### GOAL:
Turn the records below into a Markdown table with the columns Row and Line, starting at the line containing "task: trace the outline of the blurred background" and running through the end of the records. Number each line in Row and leave out any blank lines.

[A run of records]

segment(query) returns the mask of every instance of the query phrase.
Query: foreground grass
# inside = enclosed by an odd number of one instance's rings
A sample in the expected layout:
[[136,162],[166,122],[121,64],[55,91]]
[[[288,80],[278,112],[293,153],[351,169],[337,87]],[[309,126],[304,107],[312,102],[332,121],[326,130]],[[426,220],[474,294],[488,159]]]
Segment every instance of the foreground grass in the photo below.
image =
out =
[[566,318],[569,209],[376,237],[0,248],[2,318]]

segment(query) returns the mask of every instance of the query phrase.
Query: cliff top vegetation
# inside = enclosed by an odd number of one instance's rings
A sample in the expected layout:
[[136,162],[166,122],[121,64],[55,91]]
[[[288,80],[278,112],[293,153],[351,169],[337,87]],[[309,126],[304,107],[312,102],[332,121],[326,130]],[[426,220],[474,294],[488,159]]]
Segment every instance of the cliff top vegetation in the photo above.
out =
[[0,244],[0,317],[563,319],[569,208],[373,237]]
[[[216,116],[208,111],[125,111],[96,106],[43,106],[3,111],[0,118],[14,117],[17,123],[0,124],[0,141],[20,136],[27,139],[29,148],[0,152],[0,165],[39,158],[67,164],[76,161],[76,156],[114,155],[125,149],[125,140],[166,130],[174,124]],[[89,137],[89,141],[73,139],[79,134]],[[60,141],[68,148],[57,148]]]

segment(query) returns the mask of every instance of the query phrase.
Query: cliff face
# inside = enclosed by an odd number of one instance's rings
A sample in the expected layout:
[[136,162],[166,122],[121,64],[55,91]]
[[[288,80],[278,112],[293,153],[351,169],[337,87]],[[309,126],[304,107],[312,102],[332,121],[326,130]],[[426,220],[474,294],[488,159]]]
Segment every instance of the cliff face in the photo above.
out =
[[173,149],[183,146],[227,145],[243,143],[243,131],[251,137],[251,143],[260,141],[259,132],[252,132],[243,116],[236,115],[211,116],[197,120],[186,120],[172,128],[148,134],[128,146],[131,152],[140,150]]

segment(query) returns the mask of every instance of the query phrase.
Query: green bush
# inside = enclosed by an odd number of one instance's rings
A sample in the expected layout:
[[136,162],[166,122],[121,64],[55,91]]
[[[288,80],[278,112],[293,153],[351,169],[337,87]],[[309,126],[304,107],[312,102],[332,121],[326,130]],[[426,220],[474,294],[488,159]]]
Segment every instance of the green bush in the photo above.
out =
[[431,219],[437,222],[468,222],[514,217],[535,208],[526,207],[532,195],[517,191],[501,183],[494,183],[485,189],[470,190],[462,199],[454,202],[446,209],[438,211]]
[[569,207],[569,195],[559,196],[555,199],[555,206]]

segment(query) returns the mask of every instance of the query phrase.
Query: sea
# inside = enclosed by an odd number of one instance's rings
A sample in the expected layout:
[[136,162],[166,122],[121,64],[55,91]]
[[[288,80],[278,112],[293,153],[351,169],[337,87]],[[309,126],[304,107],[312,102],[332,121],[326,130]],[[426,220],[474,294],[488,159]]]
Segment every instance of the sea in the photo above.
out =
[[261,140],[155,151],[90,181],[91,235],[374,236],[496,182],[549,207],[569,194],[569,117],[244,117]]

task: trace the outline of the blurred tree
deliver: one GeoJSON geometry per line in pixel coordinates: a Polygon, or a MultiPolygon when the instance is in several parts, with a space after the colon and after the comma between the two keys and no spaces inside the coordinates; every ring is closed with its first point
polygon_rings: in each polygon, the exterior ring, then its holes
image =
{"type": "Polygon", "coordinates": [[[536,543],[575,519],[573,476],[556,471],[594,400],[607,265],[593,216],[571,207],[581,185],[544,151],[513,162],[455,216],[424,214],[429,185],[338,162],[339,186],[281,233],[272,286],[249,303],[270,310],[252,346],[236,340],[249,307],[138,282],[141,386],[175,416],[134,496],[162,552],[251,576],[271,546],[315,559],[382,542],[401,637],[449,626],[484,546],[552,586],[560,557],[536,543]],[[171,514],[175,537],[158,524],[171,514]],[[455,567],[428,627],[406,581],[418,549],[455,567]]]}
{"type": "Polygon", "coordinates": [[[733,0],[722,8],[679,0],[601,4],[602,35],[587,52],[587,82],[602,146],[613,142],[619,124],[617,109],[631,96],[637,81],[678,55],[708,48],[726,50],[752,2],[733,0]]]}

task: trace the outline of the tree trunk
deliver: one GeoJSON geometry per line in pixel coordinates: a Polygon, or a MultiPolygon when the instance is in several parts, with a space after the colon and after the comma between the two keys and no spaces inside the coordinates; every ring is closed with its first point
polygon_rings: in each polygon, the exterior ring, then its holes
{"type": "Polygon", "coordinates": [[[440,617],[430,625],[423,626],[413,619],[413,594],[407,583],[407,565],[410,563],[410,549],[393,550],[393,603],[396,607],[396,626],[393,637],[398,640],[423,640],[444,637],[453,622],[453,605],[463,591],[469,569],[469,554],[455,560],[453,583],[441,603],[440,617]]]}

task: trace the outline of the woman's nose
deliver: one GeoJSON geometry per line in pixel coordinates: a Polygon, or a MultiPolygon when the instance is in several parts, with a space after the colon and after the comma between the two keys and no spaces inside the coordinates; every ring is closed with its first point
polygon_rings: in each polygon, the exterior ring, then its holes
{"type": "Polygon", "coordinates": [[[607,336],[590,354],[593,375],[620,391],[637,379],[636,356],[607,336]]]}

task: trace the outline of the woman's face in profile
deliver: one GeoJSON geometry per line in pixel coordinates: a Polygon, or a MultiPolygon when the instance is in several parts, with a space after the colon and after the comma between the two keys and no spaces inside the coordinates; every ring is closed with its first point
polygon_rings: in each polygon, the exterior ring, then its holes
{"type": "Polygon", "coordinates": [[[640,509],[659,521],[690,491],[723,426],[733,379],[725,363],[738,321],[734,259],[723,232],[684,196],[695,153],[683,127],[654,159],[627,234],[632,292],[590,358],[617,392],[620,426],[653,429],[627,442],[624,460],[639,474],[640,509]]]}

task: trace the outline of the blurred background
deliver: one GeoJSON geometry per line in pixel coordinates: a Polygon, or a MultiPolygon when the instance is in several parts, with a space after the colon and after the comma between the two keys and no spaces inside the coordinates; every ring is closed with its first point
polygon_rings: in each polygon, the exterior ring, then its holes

### TASK OUTPUT:
| Row | Line |
|---|---|
| 1 | task: trace the outline of the blurred background |
| 2 | deliver: one GeoJSON geometry per line in pixel coordinates: a Polygon, or a MultiPolygon when the instance is in several parts, with a space after the colon and after the comma between the two keys and no spaces inside the coordinates; every ring is closed with its first point |
| 3 | polygon_rings: in each polygon, the exterior ring, then its holes |